* [Exercise brief] Read through the listing and copy every line that contains the word "skin".

--- Provided entries ---

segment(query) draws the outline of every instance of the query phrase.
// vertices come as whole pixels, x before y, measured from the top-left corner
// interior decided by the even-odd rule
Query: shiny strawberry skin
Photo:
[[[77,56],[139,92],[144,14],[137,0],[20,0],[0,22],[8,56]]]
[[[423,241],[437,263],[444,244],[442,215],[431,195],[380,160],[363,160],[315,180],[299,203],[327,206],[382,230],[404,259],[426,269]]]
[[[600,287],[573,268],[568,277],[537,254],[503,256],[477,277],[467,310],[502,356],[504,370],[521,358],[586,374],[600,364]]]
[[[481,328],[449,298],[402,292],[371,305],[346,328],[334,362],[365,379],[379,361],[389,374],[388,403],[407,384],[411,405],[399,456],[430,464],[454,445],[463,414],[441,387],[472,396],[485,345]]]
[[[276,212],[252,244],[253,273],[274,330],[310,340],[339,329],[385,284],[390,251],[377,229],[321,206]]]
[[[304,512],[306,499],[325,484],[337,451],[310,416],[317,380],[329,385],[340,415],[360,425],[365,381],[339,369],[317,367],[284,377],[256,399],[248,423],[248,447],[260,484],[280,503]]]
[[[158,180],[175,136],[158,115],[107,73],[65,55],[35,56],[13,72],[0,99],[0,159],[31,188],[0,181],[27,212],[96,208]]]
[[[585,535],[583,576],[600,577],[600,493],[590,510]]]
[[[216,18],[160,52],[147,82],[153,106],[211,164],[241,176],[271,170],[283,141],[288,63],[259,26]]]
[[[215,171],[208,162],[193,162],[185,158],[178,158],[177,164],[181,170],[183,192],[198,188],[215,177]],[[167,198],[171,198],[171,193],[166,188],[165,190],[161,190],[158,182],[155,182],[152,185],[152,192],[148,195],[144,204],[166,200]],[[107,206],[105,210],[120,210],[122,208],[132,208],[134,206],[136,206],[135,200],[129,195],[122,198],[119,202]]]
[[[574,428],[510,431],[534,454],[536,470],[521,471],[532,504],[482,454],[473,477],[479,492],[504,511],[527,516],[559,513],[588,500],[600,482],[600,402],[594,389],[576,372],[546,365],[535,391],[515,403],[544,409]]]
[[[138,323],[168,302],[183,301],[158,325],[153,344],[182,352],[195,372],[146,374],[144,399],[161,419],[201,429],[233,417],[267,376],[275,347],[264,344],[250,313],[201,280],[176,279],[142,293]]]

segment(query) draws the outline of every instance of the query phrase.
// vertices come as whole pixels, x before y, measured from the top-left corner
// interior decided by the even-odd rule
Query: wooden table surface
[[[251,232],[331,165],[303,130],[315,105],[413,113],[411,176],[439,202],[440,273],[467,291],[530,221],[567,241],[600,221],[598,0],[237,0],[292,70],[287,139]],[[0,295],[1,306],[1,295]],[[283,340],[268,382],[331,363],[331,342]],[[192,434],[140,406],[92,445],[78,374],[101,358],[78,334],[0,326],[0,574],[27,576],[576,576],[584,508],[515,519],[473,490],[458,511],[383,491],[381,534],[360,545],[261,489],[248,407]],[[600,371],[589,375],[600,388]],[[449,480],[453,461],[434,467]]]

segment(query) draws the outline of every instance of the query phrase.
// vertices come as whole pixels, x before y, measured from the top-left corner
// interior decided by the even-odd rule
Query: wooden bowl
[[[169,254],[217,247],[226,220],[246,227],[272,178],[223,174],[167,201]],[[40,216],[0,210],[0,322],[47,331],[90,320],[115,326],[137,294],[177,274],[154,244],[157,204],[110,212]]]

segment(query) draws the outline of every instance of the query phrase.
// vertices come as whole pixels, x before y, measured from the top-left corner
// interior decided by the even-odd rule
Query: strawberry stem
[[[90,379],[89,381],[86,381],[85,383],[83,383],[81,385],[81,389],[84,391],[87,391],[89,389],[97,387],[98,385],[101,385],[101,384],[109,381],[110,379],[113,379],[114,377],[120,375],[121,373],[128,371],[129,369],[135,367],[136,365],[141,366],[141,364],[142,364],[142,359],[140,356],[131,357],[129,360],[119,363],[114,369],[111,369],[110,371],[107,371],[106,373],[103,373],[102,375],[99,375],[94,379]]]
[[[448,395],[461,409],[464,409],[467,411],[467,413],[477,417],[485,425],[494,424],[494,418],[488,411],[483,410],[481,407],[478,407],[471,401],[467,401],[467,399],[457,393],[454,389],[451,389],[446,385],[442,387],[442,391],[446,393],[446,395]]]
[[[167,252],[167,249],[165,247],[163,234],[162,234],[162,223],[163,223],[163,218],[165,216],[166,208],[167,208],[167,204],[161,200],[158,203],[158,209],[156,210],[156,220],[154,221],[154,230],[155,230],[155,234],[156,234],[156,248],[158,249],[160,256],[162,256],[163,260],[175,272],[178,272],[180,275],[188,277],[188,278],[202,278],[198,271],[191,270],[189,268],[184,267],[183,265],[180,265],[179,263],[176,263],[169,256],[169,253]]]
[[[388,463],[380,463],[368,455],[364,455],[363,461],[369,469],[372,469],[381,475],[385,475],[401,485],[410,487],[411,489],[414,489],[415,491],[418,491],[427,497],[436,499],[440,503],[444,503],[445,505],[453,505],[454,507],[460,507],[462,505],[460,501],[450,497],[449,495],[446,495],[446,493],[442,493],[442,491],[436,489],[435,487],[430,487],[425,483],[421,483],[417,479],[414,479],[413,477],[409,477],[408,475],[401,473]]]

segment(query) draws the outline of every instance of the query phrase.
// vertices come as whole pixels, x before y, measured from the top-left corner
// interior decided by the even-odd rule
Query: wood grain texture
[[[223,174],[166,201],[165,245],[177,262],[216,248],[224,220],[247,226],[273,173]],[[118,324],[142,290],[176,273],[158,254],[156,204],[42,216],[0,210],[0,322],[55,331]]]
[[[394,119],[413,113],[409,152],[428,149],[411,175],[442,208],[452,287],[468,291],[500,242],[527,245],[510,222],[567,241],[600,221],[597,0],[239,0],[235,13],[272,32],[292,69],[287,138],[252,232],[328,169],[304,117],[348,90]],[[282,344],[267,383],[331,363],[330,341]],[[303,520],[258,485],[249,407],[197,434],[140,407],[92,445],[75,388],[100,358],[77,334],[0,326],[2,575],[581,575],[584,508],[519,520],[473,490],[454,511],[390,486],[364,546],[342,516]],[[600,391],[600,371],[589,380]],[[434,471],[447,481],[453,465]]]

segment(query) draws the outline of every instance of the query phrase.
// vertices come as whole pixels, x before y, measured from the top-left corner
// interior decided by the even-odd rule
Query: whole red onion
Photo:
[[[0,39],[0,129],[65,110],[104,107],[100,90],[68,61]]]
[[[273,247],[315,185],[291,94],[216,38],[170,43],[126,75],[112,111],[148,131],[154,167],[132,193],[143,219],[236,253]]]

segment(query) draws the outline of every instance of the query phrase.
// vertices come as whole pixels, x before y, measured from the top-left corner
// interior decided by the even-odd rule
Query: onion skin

---

* [Answer]
Query: shiny strawberry skin
Query: onion skin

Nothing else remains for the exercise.